| Actions to take |
[a] In the session load balancing thread, what product does Jason Brittain say uses replication to a "buddy" server for distributed HTTP sessions?
[b] Please set down word for word the part of the session load balancing thread that opens with the words containing "Sorry to say, but" and closes with "of fault tolerance).".

| Supplied passage |
○ ○ ○ ○ ○ ○ ○

Re: FW: [advanced-servlets] Session Load Balancing (was: To avoid

Posted by Jason Brittain <ja...@olliance.com>.
Nick Bauman wrote:

> Jason,
> 
>> Yes, and the way I've seen people solve this issue is to make each
>> server constantly replicate its sessions to another server so that any
>> session's state is stored in two servers (not just one).  For example,
>> if you've got four servers, A, B, C, and D, you configure A to
>> replicate to B, B to replicate to C, C to replicate to D, and D to
>> replicate to A.  Then the "composite ID" would contain the primary
>> server tag, secondary server tag, and the session ID, like: 
>> A:B:sessionXXX.  So, if server A went down, the load balancer could
>> still get session info from server B, and at the  same
>> time let server D know that A is down and to replicate to B until
>> further notice.
> 
> 
> Naaaah.
> 
> This is once again only making sure a majority of the sessions are saved in
> a rotation. A lot of work for very little real fault tolerance.


Sorry to say, but the folks at BEA disagree with you -- this is exactly
what Weblogic does to facilitate distributed HTTP sessions.  In-memory
replication to a selected "buddy" server is pretty fast and fault tolerant
enough for most failures.  It can also ensure no single point of failure.

> Also I think your english up there indicates a solution that causes
> tremendous hysterysis amongst the servers.


How so?

>> This also works when each server replicates sessions to more than one
>> backup server so that you've got even higher fault tolerance (but
>> you'll probably never need that level of fault tolerance).
> 
> 
> Now you may have something: a seperate, parallel, session cluster.


Anyone could sure do it that way.  But, I'm not sure that separating it
out from the servers themselves could add much fault tolerance since
the cons to doing this seem to be about as large as the pros.  It seems to
me that making it part of the servers (the servlet containers, for instance)
would work just as well.


-- 
Jason Brittain
Software Engineer, Olliance Inc.        http://www.Olliance.com
Current Maintainer, Locomotive Project  http://www.Locomotive.org


Re: FW: [advanced-servlets] Session Load Balancing (was: To avoid

Posted by Nick Bauman <ni...@cortexity.com>.
Jason,

> 
> Yes, and the way I've seen people solve this issue is to make each
> server constantly replicate its sessions to another server so that any
> session's state is stored in two servers (not just one).  For example,
> if you've got four servers, A, B, C, and D, you configure A to
> replicate to B, B to replicate to C, C to replicate to D, and D to
> replicate to A.  Then the "composite ID" would contain the primary
> server tag, secondary server tag, and the session ID, like: 
> A:B:sessionXXX.  So, if server A went down, the load balancer could
> still get session info from server B, and at the  same
> time let server D know that A is down and to replicate to B until
> further notice.

○ ○ ○ ○ ○ ○ ○

| Recorded data |

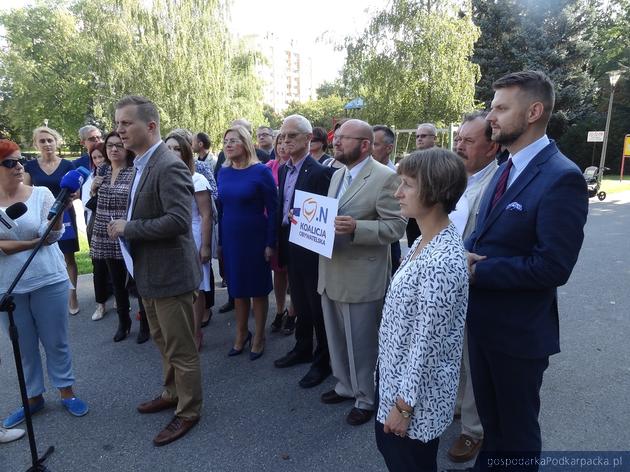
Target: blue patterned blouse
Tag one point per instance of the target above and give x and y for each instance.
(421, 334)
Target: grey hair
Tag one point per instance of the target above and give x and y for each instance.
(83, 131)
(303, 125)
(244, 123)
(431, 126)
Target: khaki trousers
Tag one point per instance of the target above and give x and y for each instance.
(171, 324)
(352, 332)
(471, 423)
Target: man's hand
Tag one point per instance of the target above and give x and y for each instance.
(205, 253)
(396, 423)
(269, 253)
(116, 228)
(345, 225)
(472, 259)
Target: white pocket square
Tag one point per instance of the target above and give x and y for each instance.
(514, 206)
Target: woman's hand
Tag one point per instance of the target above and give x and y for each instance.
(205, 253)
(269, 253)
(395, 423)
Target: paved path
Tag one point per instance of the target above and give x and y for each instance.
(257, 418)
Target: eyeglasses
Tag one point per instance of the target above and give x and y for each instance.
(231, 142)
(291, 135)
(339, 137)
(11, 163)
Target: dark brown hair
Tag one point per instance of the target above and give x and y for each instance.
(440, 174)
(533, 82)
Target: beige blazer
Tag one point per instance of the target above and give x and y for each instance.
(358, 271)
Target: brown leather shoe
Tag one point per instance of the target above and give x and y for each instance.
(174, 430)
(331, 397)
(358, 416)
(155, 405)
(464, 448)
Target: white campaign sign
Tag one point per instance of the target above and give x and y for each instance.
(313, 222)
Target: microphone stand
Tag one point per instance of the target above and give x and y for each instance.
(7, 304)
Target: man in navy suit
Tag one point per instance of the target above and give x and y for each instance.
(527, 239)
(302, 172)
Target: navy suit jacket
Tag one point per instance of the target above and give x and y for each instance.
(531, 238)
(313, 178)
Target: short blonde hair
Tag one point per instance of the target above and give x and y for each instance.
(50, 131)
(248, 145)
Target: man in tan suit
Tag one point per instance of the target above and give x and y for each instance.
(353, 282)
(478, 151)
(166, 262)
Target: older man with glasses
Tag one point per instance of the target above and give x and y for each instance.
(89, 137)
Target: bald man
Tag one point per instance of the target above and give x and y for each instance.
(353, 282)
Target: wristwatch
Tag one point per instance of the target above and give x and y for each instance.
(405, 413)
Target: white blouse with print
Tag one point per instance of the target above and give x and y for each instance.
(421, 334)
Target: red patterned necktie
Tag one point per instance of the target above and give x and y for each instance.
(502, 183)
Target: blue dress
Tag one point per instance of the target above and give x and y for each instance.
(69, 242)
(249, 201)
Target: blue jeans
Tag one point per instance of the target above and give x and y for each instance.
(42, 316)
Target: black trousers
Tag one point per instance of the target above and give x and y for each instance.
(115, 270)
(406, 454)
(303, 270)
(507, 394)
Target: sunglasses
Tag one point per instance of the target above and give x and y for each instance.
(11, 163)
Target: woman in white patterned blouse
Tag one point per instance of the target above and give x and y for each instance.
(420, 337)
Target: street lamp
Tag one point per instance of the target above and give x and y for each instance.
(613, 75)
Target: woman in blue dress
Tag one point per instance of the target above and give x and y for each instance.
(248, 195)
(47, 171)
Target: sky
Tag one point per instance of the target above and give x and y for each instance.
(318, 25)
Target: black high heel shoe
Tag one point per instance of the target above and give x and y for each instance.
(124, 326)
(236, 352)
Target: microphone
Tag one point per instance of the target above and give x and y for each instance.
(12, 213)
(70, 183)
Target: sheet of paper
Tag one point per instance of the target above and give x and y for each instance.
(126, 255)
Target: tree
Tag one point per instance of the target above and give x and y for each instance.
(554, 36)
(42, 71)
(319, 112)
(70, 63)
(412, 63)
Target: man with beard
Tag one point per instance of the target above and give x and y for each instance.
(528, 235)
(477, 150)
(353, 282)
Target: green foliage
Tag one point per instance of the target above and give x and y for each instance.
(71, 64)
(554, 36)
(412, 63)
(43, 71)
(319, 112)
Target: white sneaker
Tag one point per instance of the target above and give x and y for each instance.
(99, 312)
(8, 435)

○ ○ ○ ○ ○ ○ ○

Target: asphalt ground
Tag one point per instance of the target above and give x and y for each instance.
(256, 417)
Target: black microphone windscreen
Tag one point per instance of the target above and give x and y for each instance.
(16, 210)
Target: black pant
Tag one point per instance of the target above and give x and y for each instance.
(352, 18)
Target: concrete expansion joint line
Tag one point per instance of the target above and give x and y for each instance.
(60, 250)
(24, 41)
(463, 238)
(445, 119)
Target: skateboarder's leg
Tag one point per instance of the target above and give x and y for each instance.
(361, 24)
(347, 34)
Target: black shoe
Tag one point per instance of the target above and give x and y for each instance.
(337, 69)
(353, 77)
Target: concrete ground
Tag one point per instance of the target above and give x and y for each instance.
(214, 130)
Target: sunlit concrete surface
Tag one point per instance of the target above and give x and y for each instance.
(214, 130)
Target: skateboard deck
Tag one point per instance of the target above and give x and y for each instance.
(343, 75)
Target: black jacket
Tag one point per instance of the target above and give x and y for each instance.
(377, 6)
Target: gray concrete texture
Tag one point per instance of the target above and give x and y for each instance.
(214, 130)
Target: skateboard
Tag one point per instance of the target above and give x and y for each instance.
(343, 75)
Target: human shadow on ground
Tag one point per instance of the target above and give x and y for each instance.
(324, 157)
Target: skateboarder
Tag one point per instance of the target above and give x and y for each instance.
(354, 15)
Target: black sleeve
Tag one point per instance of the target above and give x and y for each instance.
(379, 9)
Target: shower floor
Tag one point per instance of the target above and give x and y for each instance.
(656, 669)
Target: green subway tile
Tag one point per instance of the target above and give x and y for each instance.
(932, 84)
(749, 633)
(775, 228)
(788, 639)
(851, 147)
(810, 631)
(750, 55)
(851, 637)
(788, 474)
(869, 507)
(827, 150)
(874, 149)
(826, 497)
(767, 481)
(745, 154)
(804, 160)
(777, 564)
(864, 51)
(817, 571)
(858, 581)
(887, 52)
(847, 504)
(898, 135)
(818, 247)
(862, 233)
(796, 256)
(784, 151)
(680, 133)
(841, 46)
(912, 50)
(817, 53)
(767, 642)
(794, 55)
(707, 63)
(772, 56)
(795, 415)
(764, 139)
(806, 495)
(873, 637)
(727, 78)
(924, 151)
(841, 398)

○ ○ ○ ○ ○ ○ ○

| Answer list |
[a] BEA's Weblogic

[b]
Sorry to say, but the folks at BEA disagree with you -- this is exactly
what Weblogic does to facilitate distributed HTTP sessions.  In-memory
replication to a selected "buddy" server is pretty fast and fault tolerant
enough for most failures.  It can also ensure no single point of failure.

> Also I think your english up there indicates a solution that causes
> tremendous hysterysis amongst the servers.


How so?

>> This also works when each server replicates sessions to more than one
>> backup server so that you've got even higher fault tolerance (but
>> you'll probably never need that level of fault tolerance).